Texte à lire
┏━━
Il est donc proposé d'introduire dans le code du travail un nouvel article L. 8222-5-1, qui dispenserait le cocontractant de produire ces déclarations sur l'honneur lorsque serait mis en oeuvre un nouveau dispositif, jugé plus dissuasif.

Ainsi, tout contrat conclu par une personne morale de droit public pourrait comporter une clause stipulant que le cocontractant s'engage à ne pas commettre les infractions prévues aux articles L. 8224-1 à 8224-6 du code du travail (soit le recours au travail dissimulé ou le non-respect de certaines formalités de publicité imposées aux entreprises).

Le contrat pourrait prévoir des pénalités en cas de manquement à cet engagement contractuel. Le montant des pénalités ne saurait cependant excéder 10 % du montant du contrat ni celui des amendes encourues en application des articles L. 8224-1 (45 000 euros d'amende en cas de recours au travail dissimulé), L. 8224-2 (75 000 euros d'amende en cas de travail dissimulé d'un mineur soumis à l'obligation scolaire) et L. 8225-5 du code du travail.

Comme le code du travail ne comporte pas d'article L. 8225-5, on peut supposer qu'est visé l'article L. 8224-5, qui fixe les peines applicables lorsqu'une personne morale commet les deux infractions précédemment citées. Le taux de l'amende est alors quintuplé par rapport à celui encouru par une personne physique.

Comme toute sanction administrative, ces pénalités ne pourraient être infligées qu'après une mise en demeure du cocontractant. La décision devrait être motivée et pourrait faire l'objet d'un recours de plein contentieux devant le juge administratif.

Il convient de préciser que la proposition de loi, dans sa version initiale, proposait d'appliquer également ce dispositif aux relations entre personnes privées. Une entreprise aurait pu ainsi infliger une pénalité à une entreprise sous-traitante ayant recours au travail dissimulé. Le Conseil d'Etat a cependant jugé hasardeux de déléguer à une personne privée, sans en avoir mesuré toutes les conséquences, le soin de sanctionner l'inapplication de la loi. Le texte a donc été amendé par la commission des lois à l'Assemblée nationale afin de restreindre son champ d'application à la seule hypothèse d'un contrat passé par une personne publique.

Le propose enfin de modifier la rédaction de l'article L. 8222-6 du code du travail.
┗━━
Extrait de données
┏━━
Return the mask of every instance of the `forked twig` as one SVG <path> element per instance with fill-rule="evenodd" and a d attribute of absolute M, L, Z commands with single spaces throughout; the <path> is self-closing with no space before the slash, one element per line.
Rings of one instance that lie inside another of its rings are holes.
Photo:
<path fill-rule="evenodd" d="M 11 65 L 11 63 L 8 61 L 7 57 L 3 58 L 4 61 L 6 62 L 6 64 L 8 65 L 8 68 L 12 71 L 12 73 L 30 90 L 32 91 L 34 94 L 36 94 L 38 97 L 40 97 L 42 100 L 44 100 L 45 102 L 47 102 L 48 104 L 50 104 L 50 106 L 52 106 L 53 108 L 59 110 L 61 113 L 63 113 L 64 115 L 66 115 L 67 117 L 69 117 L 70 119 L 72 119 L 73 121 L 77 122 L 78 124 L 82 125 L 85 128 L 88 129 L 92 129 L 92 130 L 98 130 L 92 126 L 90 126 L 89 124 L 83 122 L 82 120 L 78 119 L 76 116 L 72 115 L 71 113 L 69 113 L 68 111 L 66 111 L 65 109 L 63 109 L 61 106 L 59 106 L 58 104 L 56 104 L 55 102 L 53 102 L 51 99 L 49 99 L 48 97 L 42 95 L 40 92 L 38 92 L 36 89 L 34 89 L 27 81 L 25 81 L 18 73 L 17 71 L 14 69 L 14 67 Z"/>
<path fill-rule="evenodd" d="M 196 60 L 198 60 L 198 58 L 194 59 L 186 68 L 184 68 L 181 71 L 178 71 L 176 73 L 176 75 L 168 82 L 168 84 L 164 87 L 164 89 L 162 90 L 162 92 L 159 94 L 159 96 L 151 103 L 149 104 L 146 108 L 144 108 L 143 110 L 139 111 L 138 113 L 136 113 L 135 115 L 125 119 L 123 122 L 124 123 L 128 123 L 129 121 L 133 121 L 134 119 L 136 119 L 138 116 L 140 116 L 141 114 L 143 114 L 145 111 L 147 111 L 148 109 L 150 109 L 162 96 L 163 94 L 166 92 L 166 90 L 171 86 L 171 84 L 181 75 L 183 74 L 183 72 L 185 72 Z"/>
┗━━
┏━━
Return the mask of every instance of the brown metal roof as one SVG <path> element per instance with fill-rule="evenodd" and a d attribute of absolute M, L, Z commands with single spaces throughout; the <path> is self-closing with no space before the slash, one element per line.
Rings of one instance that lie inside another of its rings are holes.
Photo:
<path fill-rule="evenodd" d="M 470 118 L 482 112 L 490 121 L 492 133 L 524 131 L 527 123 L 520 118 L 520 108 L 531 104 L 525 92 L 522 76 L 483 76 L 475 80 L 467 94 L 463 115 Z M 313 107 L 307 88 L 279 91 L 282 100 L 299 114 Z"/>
┗━━
┏━━
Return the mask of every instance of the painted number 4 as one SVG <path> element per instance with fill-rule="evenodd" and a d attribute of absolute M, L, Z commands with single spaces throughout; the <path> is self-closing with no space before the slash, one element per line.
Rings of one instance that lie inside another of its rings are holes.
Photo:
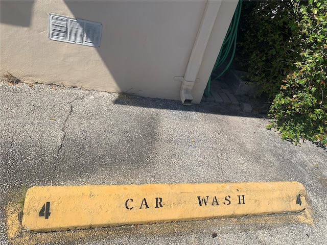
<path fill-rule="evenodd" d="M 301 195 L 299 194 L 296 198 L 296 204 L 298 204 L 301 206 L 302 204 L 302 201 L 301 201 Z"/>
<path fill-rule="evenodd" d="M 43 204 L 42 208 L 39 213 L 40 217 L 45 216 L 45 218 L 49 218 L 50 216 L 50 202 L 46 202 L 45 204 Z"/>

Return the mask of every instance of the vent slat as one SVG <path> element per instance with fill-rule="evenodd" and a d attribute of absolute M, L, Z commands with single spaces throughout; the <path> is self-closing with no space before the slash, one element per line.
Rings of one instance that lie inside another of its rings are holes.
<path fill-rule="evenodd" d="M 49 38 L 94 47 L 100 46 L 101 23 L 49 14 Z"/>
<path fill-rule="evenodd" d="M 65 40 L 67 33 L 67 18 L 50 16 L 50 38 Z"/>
┗━━
Consignes
• 1. D'après le texte sur le travail dissimulé, quel pourcentage du montant du contrat les pénalités ne peuvent-elles pas excéder ?
• 2. Recopiez mot pour mot, dans le texte sur le travail dissimulé, tout le passage depuis "Le contrat pourrait" jusqu'à "une personne physique.".
Ce matériel n'a aucun rapport avec le texte sur le travail dissimulé.

Réponses attendues
• 1. 10 % du montant du contrat.

• 2.
Le contrat pourrait prévoir des pénalités en cas de manquement à cet engagement contractuel. Le montant des pénalités ne saurait cependant excéder 10 % du montant du contrat ni celui des amendes encourues en application des articles L. 8224-1 (45 000 euros d'amende en cas de recours au travail dissimulé), L. 8224-2 (75 000 euros d'amende en cas de travail dissimulé d'un mineur soumis à l'obligation scolaire) et L. 8225-5 du code du travail.

Comme le code du travail ne comporte pas d'article L. 8225-5, on peut supposer qu'est visé l'article L. 8224-5, qui fixe les peines applicables lorsqu'une personne morale commet les deux infractions précédemment citées. Le taux de l'amende est alors quintuplé par rapport à celui encouru par une personne physique.